-- Start --

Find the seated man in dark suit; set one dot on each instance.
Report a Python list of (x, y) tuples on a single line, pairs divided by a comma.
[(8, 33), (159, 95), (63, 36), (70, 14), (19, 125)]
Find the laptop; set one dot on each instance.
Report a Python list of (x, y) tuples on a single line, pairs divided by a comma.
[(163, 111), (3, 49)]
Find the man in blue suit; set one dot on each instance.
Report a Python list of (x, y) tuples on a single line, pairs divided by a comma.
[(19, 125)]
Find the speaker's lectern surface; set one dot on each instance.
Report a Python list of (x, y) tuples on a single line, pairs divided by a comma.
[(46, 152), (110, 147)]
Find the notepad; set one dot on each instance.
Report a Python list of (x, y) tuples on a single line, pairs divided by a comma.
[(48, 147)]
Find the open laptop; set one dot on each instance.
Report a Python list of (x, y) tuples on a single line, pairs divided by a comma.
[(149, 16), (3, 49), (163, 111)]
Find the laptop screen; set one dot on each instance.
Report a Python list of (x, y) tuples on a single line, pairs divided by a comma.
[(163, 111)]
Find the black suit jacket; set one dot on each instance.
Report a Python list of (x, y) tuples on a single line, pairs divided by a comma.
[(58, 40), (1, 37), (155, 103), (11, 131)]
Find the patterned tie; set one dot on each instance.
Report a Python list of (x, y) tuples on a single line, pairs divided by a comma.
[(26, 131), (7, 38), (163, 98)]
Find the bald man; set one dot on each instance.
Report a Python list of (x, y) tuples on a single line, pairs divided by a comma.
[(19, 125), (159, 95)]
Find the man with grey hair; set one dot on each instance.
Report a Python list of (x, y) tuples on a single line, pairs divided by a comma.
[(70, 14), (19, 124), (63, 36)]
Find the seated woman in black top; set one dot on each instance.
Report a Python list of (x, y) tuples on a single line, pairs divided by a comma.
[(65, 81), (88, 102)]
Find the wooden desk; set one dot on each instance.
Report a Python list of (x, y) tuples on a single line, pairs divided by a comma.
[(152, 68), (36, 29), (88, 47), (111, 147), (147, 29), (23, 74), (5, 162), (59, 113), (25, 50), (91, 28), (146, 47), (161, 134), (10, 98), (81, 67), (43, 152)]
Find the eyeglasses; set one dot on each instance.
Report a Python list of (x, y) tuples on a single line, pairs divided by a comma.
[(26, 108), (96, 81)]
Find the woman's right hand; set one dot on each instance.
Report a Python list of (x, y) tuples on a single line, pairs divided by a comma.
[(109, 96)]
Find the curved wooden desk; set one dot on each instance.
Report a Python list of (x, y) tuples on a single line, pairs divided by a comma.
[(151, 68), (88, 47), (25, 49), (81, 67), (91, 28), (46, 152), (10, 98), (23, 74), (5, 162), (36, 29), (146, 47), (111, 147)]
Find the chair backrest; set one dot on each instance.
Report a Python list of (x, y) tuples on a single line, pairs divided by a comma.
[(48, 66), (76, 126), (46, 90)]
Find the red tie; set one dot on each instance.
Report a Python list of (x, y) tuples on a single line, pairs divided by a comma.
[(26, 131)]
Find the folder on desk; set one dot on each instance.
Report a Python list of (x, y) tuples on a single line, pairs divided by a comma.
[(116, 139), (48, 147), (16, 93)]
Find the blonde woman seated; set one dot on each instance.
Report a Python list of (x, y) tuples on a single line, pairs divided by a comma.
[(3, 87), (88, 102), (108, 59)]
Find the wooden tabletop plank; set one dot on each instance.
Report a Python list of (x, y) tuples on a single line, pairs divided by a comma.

-- End --

**EXERCISE REQUIREMENTS**
Rewrite the lines starting with the line containing "Find the man in" and going on through the line containing "[(46, 152), (110, 147)]", requests included, shifting every coordinate in the answers up by 130. Reproduce only those lines.

**SOLUTION FOR THIS PROBLEM**
Find the man in blue suit; set one dot on each instance.
Report a Python list of (x, y) tuples on a single line, pairs divided by a comma.
[(149, 255)]
Find the speaker's lectern surface; set one dot on each instance.
Report a Python list of (x, y) tuples on a single line, pairs divided by a comma.
[(176, 282), (240, 277)]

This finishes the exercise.